WHAT NEEDS TO BE DONE
All of the data below is to be copied exactly.

EXTRACTED INFORMATION
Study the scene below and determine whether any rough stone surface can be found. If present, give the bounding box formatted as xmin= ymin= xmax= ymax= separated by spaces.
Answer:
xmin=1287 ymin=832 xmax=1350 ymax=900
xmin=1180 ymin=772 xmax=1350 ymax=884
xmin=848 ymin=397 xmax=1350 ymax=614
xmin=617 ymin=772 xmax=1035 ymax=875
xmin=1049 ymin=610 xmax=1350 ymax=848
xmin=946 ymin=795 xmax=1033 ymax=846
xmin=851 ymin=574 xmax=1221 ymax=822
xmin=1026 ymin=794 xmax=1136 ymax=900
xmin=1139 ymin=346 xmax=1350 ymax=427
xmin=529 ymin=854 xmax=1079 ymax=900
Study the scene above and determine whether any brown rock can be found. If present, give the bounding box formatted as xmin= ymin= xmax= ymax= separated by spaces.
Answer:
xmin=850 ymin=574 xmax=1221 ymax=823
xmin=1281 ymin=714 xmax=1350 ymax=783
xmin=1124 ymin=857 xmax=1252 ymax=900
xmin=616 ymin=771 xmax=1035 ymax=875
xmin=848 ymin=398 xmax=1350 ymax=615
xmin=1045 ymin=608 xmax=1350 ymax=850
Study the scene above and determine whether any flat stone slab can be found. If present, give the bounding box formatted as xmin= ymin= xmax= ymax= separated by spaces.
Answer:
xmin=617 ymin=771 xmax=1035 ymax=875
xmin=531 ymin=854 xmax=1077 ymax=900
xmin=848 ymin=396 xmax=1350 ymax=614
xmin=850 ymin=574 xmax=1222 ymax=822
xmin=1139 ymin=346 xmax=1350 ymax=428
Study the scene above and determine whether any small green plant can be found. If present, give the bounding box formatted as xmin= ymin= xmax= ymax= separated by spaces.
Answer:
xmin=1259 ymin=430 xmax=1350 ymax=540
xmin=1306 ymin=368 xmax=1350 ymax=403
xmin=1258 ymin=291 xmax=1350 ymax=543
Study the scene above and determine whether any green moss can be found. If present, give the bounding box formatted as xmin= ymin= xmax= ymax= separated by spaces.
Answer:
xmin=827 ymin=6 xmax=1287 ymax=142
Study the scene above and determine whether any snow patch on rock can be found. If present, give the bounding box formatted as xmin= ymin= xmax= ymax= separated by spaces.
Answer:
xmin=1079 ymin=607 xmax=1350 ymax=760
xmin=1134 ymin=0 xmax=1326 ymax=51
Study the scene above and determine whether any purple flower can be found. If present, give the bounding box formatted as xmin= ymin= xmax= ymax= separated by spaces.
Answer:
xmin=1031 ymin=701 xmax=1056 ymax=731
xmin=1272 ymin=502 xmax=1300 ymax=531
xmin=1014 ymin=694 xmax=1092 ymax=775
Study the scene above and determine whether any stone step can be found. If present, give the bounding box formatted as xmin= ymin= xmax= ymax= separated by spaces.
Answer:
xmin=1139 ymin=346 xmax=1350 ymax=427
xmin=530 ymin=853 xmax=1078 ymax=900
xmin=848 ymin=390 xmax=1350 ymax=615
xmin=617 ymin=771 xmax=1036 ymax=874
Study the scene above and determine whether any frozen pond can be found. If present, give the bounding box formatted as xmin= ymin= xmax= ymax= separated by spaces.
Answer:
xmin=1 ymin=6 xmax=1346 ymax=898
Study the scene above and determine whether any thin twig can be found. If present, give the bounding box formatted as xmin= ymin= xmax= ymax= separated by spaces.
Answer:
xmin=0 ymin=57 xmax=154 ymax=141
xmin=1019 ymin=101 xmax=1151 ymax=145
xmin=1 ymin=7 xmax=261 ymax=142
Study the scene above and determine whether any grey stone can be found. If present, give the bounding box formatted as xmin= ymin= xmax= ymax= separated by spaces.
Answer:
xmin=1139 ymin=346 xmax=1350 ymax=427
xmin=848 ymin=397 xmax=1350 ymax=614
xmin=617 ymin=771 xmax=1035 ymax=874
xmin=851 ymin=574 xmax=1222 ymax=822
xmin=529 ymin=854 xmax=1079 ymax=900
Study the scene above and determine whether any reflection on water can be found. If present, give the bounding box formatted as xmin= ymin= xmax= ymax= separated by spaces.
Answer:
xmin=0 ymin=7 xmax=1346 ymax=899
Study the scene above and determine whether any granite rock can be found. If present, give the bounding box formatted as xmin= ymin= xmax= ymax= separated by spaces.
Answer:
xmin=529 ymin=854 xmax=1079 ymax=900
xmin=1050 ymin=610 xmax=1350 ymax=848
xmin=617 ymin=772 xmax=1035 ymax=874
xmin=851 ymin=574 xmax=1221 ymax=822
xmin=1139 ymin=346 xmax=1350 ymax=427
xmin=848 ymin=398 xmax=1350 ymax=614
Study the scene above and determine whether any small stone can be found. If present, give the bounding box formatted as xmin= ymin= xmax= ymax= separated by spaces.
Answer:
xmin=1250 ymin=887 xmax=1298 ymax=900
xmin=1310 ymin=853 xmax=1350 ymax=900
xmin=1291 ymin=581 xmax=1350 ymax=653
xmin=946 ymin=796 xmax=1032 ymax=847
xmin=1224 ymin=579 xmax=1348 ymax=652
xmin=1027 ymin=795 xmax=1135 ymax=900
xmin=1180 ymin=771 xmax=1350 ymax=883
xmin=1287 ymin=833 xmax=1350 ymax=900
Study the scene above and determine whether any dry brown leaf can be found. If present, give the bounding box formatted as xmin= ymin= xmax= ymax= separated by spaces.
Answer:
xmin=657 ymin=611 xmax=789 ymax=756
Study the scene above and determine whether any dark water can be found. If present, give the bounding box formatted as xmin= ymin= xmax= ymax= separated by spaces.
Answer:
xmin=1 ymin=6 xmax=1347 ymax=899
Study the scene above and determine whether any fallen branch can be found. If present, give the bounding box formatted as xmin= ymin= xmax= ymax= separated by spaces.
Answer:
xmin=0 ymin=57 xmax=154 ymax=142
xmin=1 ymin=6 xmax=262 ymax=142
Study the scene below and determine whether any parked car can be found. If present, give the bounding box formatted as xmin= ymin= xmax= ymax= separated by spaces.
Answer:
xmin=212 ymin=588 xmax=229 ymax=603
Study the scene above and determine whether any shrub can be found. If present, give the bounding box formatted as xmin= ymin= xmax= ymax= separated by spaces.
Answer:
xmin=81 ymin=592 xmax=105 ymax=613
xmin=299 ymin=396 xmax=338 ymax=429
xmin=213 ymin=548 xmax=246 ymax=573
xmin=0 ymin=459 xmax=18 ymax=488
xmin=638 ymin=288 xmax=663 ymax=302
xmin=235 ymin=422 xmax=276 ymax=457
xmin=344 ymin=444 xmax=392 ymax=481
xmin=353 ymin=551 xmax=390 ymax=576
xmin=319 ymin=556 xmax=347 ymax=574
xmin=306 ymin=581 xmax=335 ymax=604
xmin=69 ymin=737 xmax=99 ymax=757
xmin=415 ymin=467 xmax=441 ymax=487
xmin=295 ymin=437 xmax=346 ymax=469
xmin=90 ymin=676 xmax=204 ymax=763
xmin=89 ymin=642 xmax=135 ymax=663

EXERCISE RESPONSE
Study the scene below and determine whether any rough stone surface can be found. If present, give the bounding box formatted as xmin= ymin= xmax= ymax= separated by spaces.
Answer:
xmin=1287 ymin=832 xmax=1350 ymax=900
xmin=1180 ymin=772 xmax=1350 ymax=884
xmin=848 ymin=397 xmax=1350 ymax=614
xmin=617 ymin=772 xmax=1035 ymax=875
xmin=1049 ymin=610 xmax=1350 ymax=848
xmin=946 ymin=795 xmax=1033 ymax=846
xmin=851 ymin=574 xmax=1221 ymax=822
xmin=1026 ymin=794 xmax=1136 ymax=900
xmin=1139 ymin=346 xmax=1350 ymax=427
xmin=529 ymin=854 xmax=1079 ymax=900
Study the scene above and determine whether any brown rock can be found. If present, give the bounding box formatted as xmin= ymin= xmax= ymax= separated by spaces.
Answer:
xmin=850 ymin=574 xmax=1221 ymax=823
xmin=1281 ymin=714 xmax=1350 ymax=783
xmin=1124 ymin=857 xmax=1252 ymax=900
xmin=616 ymin=771 xmax=1035 ymax=875
xmin=848 ymin=398 xmax=1350 ymax=615
xmin=1045 ymin=608 xmax=1350 ymax=850
Study the scene above and determine whether any flat stone slab can be found. If present, give the bounding box formatted as xmin= ymin= xmax= ymax= separated by spaces.
Answer:
xmin=617 ymin=771 xmax=1035 ymax=875
xmin=531 ymin=854 xmax=1077 ymax=900
xmin=848 ymin=396 xmax=1350 ymax=614
xmin=850 ymin=574 xmax=1222 ymax=822
xmin=1139 ymin=346 xmax=1350 ymax=428
Study the scene above and determine whether any small green plant can be found. If present, give the bounding box formatted as xmin= ymin= xmax= ymax= separated by spaces.
Answer:
xmin=1259 ymin=430 xmax=1350 ymax=540
xmin=1306 ymin=368 xmax=1350 ymax=403
xmin=1258 ymin=291 xmax=1350 ymax=543
Study the scene above and determine whether any green moss can be found. If present, give the bounding box formatted as xmin= ymin= xmax= ymax= separated by spaces.
Answer:
xmin=827 ymin=6 xmax=1287 ymax=142
Study the scene above and determine whether any snow patch on rock can be found. If present, give the bounding box formatted as xmin= ymin= xmax= ymax= separated by spaces.
Answer:
xmin=1079 ymin=607 xmax=1350 ymax=760
xmin=1134 ymin=0 xmax=1326 ymax=51
Study the scene above and determine whether any purple flower can be found. If present, give the bounding box formatted as xmin= ymin= xmax= ymax= separated by spaces.
Answer:
xmin=1031 ymin=701 xmax=1056 ymax=731
xmin=1272 ymin=502 xmax=1300 ymax=531
xmin=1014 ymin=694 xmax=1092 ymax=775
Study the scene above and determine whether any stone step can be found. If present, give the bounding box formatted as xmin= ymin= xmax= ymax= separated by spaces.
Answer:
xmin=1139 ymin=346 xmax=1350 ymax=427
xmin=530 ymin=853 xmax=1078 ymax=900
xmin=848 ymin=390 xmax=1350 ymax=615
xmin=617 ymin=771 xmax=1036 ymax=874
Study the scene above and determine whether any frozen pond can be found. If present, give the bounding box formatted as xmin= ymin= xmax= ymax= separated by spaces.
Answer:
xmin=1 ymin=6 xmax=1346 ymax=898
Study the scene above and determine whether any thin twig can be found. If present, give the bounding box formatted as xmin= ymin= xmax= ymax= separated by spaces.
Answer:
xmin=0 ymin=57 xmax=154 ymax=141
xmin=1019 ymin=101 xmax=1151 ymax=145
xmin=1 ymin=7 xmax=261 ymax=142
Study the scene above and determine whether any grey stone can be found. If present, give the bounding box formatted as xmin= ymin= xmax= ymax= separated by spaces.
Answer:
xmin=1139 ymin=346 xmax=1350 ymax=427
xmin=848 ymin=397 xmax=1350 ymax=614
xmin=617 ymin=771 xmax=1035 ymax=874
xmin=851 ymin=574 xmax=1222 ymax=822
xmin=529 ymin=854 xmax=1079 ymax=900
Study the scene above and determine whether any reflection on water can be found. If present, give the bounding box formatted as xmin= ymin= xmax= ymax= separated by spaces.
Answer:
xmin=0 ymin=7 xmax=1346 ymax=899
Study the scene above and determine whether any granite rock can be found. If present, give the bounding box formatted as xmin= ymin= xmax= ymax= separated by spaces.
Answer:
xmin=529 ymin=854 xmax=1079 ymax=900
xmin=1050 ymin=610 xmax=1350 ymax=848
xmin=617 ymin=772 xmax=1035 ymax=874
xmin=851 ymin=574 xmax=1221 ymax=822
xmin=1139 ymin=346 xmax=1350 ymax=427
xmin=848 ymin=398 xmax=1350 ymax=614
Study the scene above and determine whether any small stone can be found. If present, give the bounding box formatted as xmin= ymin= xmax= ymax= separated by spaces.
Answer:
xmin=1250 ymin=887 xmax=1298 ymax=900
xmin=1310 ymin=853 xmax=1350 ymax=900
xmin=1291 ymin=581 xmax=1350 ymax=653
xmin=946 ymin=796 xmax=1032 ymax=847
xmin=1224 ymin=579 xmax=1348 ymax=652
xmin=1027 ymin=795 xmax=1135 ymax=900
xmin=1180 ymin=771 xmax=1350 ymax=883
xmin=1287 ymin=833 xmax=1350 ymax=900
Study the scene above and determine whether any dry brown leaf can be found. If present, give the bounding box formatted as xmin= ymin= xmax= ymax= separated by spaces.
Answer:
xmin=657 ymin=611 xmax=789 ymax=756
Study the scene above and determine whether any dark water can be found. If present, give the bounding box formatted as xmin= ymin= xmax= ymax= separated by spaces.
Answer:
xmin=1 ymin=6 xmax=1347 ymax=899
Study the scene above and determine whether any fallen branch can be found. If present, give the bounding box formatted as xmin= ymin= xmax= ymax= separated by spaces.
Answer:
xmin=0 ymin=57 xmax=154 ymax=142
xmin=1 ymin=6 xmax=262 ymax=142
Study the scene below and determine whether any parked car can be found. If present, give the bounding box formatted as xmin= ymin= xmax= ymax= separated by spaces.
Answer:
xmin=212 ymin=588 xmax=229 ymax=603
Study the scene above and determine whether any shrub can be found. If present, give the bounding box formatted as xmin= ymin= xmax= ymax= separated by spaces.
Answer:
xmin=81 ymin=592 xmax=105 ymax=613
xmin=299 ymin=396 xmax=338 ymax=429
xmin=213 ymin=548 xmax=246 ymax=573
xmin=0 ymin=459 xmax=18 ymax=488
xmin=638 ymin=288 xmax=663 ymax=302
xmin=235 ymin=422 xmax=276 ymax=457
xmin=344 ymin=444 xmax=392 ymax=481
xmin=353 ymin=551 xmax=390 ymax=576
xmin=319 ymin=556 xmax=347 ymax=574
xmin=306 ymin=581 xmax=335 ymax=604
xmin=69 ymin=737 xmax=99 ymax=757
xmin=415 ymin=467 xmax=441 ymax=487
xmin=295 ymin=437 xmax=346 ymax=469
xmin=90 ymin=676 xmax=204 ymax=763
xmin=89 ymin=642 xmax=135 ymax=663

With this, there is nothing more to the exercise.